**ABOUT THIS EXERCISE**. In how many lines of the material below does the string "foliage" appear? Answer with a single number.

**SOURCE MATERIAL**.
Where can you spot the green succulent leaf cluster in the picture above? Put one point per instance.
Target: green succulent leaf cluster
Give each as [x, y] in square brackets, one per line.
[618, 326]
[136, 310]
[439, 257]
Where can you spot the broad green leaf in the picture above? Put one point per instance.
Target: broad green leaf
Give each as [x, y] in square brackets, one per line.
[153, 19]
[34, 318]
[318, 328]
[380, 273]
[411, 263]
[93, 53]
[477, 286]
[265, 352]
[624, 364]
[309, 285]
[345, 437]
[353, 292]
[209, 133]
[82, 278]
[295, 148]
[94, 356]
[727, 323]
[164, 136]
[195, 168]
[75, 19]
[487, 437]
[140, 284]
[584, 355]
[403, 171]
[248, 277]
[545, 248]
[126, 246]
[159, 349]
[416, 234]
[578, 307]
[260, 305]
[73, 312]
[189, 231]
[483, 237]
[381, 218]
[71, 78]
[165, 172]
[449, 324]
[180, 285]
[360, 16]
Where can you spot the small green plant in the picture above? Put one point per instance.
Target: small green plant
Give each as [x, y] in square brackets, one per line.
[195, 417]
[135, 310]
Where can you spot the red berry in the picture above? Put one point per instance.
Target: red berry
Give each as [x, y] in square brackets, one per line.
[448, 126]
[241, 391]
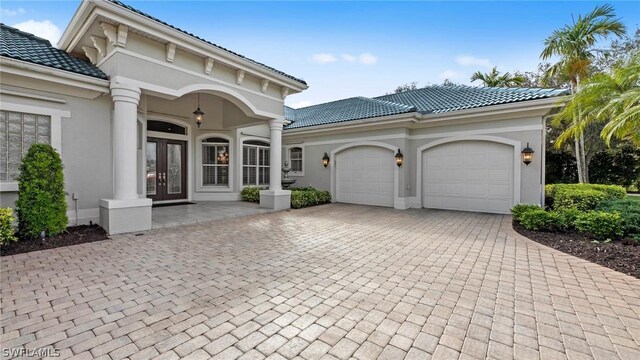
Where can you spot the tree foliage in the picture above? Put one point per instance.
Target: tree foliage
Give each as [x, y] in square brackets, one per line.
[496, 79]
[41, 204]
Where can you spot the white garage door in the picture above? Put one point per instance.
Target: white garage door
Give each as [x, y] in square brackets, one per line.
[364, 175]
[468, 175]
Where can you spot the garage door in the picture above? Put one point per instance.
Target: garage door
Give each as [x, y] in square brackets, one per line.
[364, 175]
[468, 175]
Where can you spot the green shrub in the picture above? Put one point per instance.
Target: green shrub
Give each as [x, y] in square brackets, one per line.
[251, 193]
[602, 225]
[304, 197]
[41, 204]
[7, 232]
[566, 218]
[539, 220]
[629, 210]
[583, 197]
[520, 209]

...

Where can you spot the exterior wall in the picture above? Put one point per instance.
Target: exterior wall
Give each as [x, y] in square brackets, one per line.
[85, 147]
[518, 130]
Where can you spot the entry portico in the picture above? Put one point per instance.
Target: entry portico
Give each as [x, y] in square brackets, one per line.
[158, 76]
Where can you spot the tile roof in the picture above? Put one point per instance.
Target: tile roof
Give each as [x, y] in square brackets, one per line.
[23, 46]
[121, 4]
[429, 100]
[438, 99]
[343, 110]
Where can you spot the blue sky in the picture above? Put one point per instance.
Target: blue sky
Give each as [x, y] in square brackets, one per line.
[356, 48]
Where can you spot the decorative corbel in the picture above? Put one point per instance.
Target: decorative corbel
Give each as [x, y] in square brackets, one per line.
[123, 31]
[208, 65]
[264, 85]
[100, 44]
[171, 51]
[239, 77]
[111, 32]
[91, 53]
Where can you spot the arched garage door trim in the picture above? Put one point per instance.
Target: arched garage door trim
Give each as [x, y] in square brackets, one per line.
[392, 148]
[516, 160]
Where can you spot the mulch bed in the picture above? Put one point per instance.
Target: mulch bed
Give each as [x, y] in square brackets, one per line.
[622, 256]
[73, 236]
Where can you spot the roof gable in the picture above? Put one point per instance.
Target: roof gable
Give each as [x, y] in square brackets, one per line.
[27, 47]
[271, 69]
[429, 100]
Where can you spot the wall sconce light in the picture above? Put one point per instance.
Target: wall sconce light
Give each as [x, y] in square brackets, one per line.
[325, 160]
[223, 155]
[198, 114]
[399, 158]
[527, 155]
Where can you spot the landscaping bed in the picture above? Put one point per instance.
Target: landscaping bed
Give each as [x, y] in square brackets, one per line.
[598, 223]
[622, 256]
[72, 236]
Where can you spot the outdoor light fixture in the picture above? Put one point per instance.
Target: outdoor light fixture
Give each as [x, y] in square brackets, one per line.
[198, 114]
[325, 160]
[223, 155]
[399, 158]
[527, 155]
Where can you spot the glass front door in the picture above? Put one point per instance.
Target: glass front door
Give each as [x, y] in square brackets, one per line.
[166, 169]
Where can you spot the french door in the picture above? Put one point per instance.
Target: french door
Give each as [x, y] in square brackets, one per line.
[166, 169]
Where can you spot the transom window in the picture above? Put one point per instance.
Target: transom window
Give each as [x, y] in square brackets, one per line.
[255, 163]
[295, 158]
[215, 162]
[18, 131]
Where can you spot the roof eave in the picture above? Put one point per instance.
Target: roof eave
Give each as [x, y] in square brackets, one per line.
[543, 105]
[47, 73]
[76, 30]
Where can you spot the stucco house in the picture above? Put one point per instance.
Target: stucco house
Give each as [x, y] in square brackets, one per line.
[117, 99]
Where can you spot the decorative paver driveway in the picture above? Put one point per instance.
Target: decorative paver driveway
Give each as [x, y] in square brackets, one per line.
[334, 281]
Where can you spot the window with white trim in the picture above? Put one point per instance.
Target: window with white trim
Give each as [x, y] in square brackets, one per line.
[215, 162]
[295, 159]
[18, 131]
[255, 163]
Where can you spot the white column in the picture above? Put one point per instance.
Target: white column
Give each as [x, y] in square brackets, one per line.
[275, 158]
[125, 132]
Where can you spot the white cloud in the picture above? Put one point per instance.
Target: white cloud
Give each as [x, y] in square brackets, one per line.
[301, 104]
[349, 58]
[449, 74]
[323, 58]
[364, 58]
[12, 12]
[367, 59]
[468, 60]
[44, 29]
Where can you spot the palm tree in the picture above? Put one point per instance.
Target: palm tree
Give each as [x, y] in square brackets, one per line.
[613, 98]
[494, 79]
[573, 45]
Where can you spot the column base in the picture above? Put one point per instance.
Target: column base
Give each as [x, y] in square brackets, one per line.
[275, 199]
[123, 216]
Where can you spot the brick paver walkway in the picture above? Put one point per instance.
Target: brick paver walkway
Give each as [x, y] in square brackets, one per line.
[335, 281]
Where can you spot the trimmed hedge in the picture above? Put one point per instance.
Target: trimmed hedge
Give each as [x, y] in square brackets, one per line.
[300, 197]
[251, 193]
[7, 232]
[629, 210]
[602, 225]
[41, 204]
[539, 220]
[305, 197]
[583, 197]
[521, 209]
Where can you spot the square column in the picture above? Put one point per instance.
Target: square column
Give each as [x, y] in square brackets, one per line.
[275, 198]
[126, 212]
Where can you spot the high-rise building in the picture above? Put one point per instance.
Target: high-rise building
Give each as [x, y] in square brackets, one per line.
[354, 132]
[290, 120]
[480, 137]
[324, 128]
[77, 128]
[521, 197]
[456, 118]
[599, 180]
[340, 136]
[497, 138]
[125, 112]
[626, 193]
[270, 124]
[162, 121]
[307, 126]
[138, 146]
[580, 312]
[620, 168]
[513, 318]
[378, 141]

---

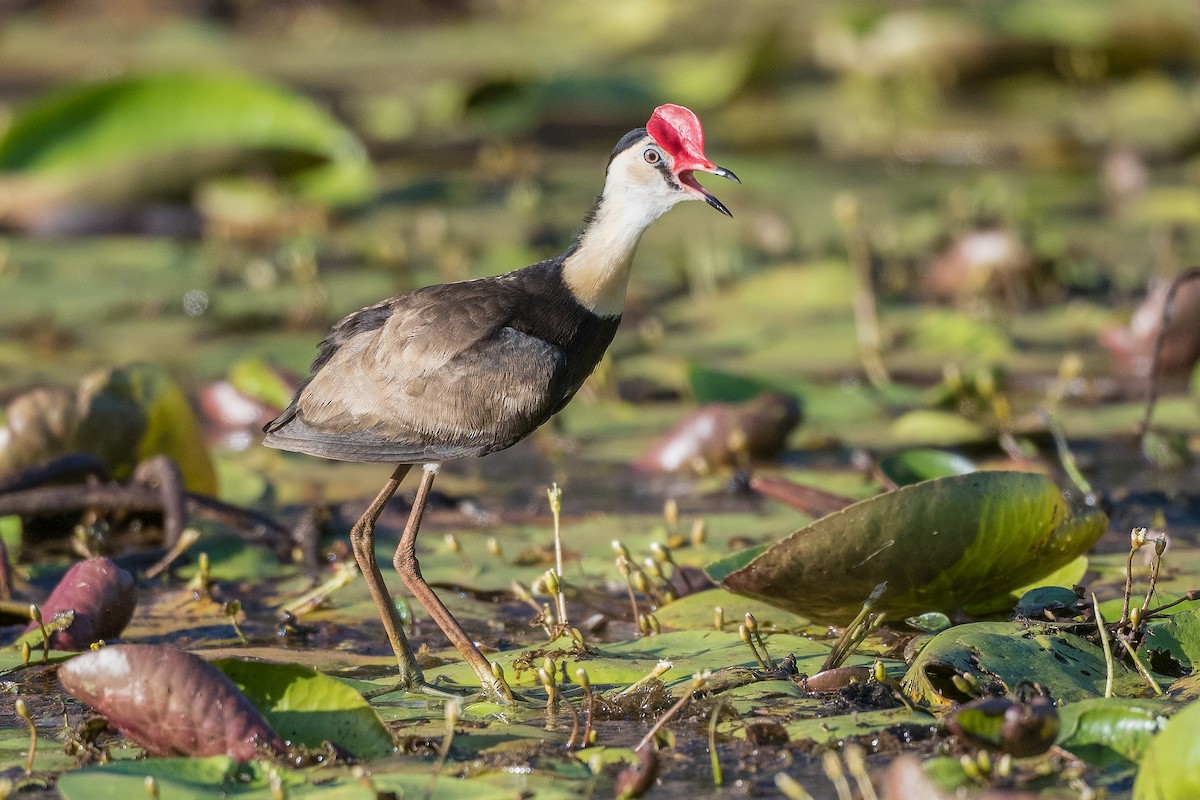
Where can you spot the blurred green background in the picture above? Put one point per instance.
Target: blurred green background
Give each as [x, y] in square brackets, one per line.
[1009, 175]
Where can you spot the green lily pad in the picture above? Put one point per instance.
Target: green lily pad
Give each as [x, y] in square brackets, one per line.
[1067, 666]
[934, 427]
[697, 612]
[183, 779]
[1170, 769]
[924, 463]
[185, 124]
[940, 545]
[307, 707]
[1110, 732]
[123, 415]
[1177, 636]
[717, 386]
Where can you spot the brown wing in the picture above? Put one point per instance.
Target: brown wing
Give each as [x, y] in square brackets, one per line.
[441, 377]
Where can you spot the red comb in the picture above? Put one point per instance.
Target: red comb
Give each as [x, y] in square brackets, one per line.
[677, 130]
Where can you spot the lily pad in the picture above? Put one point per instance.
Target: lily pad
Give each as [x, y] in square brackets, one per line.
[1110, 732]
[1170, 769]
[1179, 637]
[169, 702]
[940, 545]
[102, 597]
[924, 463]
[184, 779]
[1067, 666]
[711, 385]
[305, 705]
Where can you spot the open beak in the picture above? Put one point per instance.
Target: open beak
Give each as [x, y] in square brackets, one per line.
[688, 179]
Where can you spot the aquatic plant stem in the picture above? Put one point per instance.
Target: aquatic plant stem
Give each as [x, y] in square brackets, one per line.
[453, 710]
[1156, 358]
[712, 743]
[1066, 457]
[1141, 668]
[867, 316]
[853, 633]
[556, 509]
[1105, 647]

**REPLY TO THE EXERCISE**. 2